### Provided passage:
The House Judiciary Committee voted 21 to 14, along party lines, to send the Bipartisan Background Checks Act (H.R. 8) to the House Wednesday night after nine hours of debate. The bill would require background checks for all gun sales in the U.S. The committee also passed a bill to close a loophole in the current, weaker background checks law that allows a gun purchase to move ahead if the check is not conducted within three days.
Along with the Judiciary Committee's hearing last week--the first on gun control in more than a decade--the votes were the first significant anti-gun actions taken by the Democratic Party since it won control of the House in November.
Members of the national gun control group Moms Demand Action looked on as the committee debated the bill, with Democrats shooting down Republican attempts to amend the legislation and adjourn the debate.
The bill is expected to pass in the House, with at least five Republicans expected to vote with Democrats in favor of the legislation. It has virtually no chance of passing in the GOP-controlled Senate, but advocates celebrated its advancement to the House as the latest sign that students who turned to activism after surviving the Parkland shooting, which killed 17 people and injured 17 more, have made a difference in the United States' gun control debate.

### Data records:

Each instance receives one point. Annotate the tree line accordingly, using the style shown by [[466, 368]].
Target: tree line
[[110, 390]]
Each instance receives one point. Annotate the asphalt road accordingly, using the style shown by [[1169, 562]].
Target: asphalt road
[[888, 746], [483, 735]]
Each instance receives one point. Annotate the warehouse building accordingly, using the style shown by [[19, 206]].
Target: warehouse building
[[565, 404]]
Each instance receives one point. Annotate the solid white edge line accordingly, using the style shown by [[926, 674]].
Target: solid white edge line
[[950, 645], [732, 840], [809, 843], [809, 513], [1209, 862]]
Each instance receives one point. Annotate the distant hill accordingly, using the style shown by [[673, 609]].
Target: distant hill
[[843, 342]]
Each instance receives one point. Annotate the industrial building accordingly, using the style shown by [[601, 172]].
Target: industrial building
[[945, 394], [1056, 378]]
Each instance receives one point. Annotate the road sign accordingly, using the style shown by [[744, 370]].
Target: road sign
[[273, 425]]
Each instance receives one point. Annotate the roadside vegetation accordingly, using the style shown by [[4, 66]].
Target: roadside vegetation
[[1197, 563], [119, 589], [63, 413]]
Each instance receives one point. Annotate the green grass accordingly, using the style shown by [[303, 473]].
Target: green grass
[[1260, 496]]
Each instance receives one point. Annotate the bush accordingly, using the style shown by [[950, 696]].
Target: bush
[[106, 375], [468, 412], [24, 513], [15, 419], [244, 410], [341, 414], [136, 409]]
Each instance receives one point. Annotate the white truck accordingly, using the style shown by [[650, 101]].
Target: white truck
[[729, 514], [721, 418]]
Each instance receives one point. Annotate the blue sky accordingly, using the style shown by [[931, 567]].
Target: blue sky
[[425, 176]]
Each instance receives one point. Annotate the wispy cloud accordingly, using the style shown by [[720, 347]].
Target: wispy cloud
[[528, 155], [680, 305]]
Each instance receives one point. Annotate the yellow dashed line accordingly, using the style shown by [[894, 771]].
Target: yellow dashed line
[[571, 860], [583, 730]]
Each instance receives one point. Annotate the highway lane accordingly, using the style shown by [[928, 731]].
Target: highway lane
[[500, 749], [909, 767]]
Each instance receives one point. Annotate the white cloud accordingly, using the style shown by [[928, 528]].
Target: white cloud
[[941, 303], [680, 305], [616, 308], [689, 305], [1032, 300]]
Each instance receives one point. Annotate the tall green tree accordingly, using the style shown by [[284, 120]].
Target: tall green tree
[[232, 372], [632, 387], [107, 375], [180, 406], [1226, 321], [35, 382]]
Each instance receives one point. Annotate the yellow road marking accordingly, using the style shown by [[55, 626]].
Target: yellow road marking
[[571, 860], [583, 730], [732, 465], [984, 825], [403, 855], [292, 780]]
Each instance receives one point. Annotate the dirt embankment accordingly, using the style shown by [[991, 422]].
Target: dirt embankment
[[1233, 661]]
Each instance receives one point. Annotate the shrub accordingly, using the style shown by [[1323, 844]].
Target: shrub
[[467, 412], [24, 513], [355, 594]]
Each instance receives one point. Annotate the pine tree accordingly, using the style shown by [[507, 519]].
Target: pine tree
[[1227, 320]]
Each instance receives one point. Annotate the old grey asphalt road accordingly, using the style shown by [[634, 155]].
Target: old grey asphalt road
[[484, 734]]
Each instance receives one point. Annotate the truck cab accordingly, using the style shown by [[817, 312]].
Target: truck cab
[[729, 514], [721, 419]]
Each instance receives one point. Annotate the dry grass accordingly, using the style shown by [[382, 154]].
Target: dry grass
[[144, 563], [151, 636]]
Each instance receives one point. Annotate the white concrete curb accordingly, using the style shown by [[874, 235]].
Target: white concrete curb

### Exercise tasks:
**A.** Answer these questions using the background checks article:
(i) What was the Judiciary Committee's vote count for sending H.R. 8 to the House?
(ii) How many hours did the committee debate before that vote?
(iii) How many people did the Parkland shooting kill?
**B.** In the data records, reproduce the lines from the one containing "Each instance receives one point. Annotate the distant" through the one containing "[[843, 342]]", inclusive.

### In response:
**A.**
(i) 21 to 14
(ii) Nine
(iii) 17

**B.**
Each instance receives one point. Annotate the distant hill accordingly, using the style shown by [[673, 609]].
Target: distant hill
[[843, 342]]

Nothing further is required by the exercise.